### [Written problem]
Copy the passage of the laser PWM thread that starts at the words "I have a pokeys57cnc" and ends after "and therefore settings.".

### [Text block]
Hi,

I have a pokeys57cnc and mach4 and would like to control a laser with PWM to engrave images.

A few years earlier, I used Auggie. It was fine but not very user-friendly.
I saw a bit of developments coming from pokeys's developers and I thought they might have implemented new ways to control a pwm and bypass S commands breaking constant velocity.

I saw somewhere a way to use an arduino nano to take step/dir signals from a motor and convert it as a pwm signal for my diode. But with a 150€ cards, isn't that possible ? I tried M62/M67 with no sucess.
I would like to avoid the nano solution or change my card and therefore settings.

Thanks,
Alexandre

In the changelog of the pokey plugin for mach4, it says :
9.06.0.5325 (28.3.2024)
- Support for M67 (analog motion-sync commands - e.g. laser PWM control) - M67 E0 Q100 (only Analog output 0 is supported)

Does anybody know how to make it work ?

Ok, I will answer to myself in order to maybe help others on the subject.

After a few echange with poscope's support, I installed last plugin (9.17.0.5596) and it appeared that my mach4 version was too old (5036). It was the version available on their website. But there are new versions available on https://www.machsupport.com/ftp/Mach4/DevlopmentVersions/
I installed the last build (6693) and finally could assign the desired pwm pin on the analog output 0 in order to use M67 E0 QXX to control my laser with synced movements.

I'll now need to change my scripts since the new version seems to have broke those and make some tunings with my laser settings.

### [Listing]
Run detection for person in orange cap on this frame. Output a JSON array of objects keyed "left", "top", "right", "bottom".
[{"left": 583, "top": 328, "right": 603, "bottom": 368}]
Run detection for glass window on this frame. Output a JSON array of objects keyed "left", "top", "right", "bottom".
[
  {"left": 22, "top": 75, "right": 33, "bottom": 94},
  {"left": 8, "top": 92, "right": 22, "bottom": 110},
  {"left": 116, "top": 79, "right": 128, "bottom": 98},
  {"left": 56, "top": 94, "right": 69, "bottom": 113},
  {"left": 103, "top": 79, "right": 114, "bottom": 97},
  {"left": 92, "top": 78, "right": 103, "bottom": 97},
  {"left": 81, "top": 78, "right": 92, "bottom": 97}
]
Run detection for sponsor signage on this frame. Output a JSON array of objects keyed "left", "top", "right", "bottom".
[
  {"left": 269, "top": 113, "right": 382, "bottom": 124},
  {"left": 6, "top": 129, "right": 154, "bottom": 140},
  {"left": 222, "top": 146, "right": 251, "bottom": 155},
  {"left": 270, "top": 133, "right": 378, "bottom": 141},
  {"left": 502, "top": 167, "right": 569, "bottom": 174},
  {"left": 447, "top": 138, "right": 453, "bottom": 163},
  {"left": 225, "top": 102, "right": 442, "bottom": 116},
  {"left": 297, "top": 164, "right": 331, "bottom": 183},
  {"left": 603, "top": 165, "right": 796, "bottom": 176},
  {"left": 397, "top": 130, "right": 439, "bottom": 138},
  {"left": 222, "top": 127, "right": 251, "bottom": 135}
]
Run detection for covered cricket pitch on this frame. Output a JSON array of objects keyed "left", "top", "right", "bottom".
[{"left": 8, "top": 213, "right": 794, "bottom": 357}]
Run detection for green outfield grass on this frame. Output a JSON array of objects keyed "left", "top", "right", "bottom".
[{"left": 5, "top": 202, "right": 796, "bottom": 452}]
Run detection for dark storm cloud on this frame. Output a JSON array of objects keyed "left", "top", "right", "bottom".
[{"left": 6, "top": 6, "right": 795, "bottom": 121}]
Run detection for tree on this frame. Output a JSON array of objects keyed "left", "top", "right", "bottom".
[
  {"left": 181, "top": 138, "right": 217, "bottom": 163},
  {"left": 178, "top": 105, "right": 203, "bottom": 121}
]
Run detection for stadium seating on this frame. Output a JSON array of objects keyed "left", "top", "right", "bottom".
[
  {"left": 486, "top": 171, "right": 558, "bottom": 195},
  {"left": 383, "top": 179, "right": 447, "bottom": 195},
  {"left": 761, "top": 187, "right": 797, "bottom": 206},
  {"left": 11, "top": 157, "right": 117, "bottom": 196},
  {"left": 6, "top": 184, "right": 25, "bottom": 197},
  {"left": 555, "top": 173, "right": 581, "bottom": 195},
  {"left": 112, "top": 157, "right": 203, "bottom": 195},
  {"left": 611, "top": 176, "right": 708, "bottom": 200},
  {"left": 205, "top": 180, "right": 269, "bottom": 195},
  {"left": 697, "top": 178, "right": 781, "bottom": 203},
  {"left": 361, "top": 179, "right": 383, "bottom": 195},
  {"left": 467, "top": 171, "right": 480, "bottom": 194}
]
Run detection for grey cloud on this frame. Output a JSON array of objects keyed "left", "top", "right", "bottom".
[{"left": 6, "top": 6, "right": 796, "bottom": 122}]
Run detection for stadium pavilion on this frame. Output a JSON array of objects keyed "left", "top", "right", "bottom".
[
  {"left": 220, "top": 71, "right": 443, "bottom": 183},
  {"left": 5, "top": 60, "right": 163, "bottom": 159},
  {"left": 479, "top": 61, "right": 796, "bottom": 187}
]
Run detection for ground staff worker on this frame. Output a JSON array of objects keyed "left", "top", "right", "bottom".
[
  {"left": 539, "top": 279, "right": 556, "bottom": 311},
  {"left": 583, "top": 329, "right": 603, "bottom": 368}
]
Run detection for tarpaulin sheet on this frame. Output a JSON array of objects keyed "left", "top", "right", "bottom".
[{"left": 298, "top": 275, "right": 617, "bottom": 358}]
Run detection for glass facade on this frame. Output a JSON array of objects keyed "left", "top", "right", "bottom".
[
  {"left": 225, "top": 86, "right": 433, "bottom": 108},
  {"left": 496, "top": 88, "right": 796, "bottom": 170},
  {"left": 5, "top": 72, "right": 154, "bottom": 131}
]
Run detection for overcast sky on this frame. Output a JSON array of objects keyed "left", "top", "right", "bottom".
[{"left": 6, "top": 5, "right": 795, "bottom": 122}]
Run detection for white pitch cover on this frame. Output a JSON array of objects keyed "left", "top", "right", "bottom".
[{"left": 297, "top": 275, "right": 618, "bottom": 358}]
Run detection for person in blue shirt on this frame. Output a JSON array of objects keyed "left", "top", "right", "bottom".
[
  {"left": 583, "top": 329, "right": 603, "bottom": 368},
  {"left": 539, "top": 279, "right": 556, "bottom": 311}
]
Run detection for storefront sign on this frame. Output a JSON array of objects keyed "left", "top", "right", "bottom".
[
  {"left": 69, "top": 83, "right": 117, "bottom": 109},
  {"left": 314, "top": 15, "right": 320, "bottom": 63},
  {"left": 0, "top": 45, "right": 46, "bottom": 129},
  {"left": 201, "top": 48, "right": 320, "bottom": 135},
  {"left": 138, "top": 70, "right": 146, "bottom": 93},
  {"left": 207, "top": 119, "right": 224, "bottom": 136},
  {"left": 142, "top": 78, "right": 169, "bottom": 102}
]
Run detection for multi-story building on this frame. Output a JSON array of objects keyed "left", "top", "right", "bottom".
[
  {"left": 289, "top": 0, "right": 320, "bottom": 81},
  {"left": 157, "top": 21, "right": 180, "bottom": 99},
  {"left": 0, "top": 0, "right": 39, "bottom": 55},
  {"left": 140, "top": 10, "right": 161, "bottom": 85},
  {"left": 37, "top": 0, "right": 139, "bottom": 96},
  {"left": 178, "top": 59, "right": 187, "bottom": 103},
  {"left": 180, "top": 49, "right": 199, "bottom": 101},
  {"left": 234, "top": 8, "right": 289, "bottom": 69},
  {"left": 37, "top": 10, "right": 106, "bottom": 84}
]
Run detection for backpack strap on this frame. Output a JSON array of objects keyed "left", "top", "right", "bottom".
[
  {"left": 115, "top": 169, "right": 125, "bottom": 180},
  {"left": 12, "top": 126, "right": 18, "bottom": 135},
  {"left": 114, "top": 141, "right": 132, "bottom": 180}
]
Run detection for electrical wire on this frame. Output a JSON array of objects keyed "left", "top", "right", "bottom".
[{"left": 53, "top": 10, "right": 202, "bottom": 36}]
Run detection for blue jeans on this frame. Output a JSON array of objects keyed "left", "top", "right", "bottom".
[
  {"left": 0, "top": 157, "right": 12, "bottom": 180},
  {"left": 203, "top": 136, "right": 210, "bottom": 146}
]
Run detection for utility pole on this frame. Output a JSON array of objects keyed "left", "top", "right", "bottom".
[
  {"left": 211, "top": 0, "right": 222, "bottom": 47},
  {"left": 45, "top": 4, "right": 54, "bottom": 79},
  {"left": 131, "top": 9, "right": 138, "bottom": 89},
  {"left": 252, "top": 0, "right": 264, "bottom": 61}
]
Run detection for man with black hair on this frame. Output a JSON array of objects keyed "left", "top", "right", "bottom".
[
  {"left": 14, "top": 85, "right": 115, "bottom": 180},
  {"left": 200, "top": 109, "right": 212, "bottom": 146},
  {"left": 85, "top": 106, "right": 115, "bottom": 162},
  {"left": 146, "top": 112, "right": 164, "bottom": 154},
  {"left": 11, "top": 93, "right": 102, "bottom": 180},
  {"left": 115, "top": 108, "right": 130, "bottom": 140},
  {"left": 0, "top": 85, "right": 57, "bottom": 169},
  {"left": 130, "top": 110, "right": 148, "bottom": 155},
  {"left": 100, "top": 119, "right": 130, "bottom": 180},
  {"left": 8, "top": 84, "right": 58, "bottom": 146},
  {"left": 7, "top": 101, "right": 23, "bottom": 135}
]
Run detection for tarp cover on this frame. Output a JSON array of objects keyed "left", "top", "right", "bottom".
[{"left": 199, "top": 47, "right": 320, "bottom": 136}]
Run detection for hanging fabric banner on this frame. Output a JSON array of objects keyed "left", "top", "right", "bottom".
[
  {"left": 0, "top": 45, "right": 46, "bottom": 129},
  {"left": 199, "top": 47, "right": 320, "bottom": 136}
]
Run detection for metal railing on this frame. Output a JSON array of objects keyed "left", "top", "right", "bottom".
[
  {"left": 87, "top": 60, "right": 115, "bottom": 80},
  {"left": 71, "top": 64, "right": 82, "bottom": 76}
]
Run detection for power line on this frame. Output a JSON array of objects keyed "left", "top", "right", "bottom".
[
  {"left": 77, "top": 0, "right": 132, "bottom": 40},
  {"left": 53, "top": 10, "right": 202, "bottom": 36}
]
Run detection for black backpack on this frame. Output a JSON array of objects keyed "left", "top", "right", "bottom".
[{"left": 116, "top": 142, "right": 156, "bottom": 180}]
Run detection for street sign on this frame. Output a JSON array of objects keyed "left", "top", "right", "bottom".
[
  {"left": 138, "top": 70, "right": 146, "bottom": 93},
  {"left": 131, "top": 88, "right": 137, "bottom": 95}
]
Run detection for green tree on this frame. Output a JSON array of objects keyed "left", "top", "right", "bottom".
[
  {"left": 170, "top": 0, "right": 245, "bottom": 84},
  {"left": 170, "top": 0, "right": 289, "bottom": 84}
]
---
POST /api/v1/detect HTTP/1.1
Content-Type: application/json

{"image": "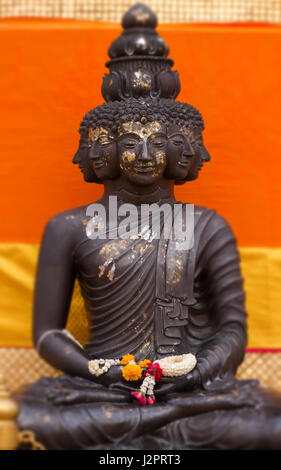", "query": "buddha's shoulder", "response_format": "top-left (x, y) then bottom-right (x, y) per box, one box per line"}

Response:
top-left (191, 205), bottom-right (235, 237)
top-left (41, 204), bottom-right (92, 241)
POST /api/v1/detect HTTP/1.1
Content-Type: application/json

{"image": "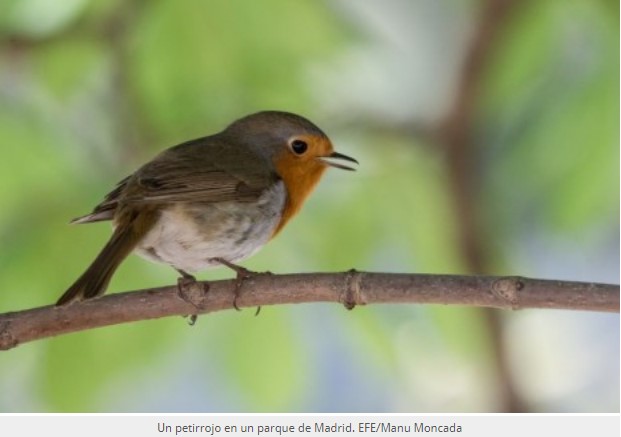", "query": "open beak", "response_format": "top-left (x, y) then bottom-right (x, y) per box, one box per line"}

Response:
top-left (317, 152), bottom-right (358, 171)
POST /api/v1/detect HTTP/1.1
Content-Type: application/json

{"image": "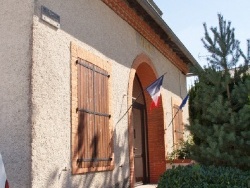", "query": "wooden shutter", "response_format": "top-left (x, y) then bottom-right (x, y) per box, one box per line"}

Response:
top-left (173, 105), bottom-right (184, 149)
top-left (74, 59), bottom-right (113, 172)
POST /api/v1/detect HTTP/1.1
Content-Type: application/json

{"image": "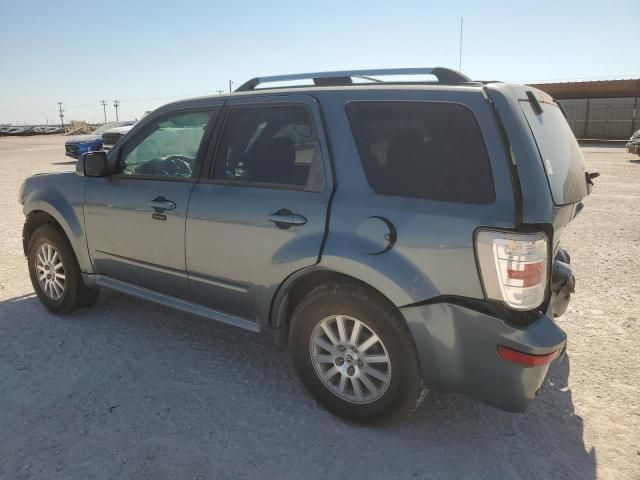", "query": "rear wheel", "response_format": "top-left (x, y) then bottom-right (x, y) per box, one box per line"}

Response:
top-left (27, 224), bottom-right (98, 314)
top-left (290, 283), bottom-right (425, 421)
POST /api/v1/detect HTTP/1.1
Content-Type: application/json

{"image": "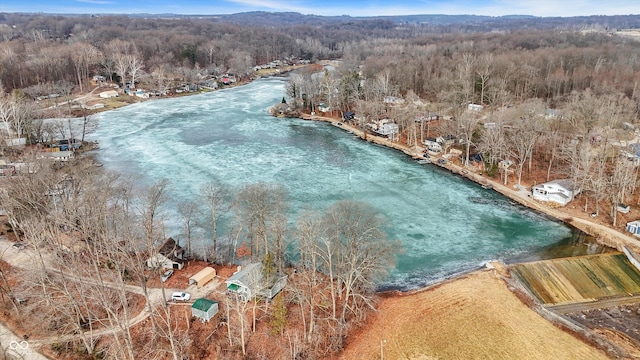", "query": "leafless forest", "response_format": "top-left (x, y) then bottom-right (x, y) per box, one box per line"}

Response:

### [Solution for this problem]
I have a pokeys57cnc and mach4 and would like to control a laser with PWM to engrave images.

A few years earlier, I used Auggie. It was fine but not very user-friendly.
I saw a bit of developments coming from pokeys's developers and I thought they might have implemented new ways to control a pwm and bypass S commands breaking constant velocity.

I saw somewhere a way to use an arduino nano to take step/dir signals from a motor and convert it as a pwm signal for my diode. But with a 150€ cards, isn't that possible ? I tried M62/M67 with no sucess.
I would like to avoid the nano solution or change my card and therefore settings.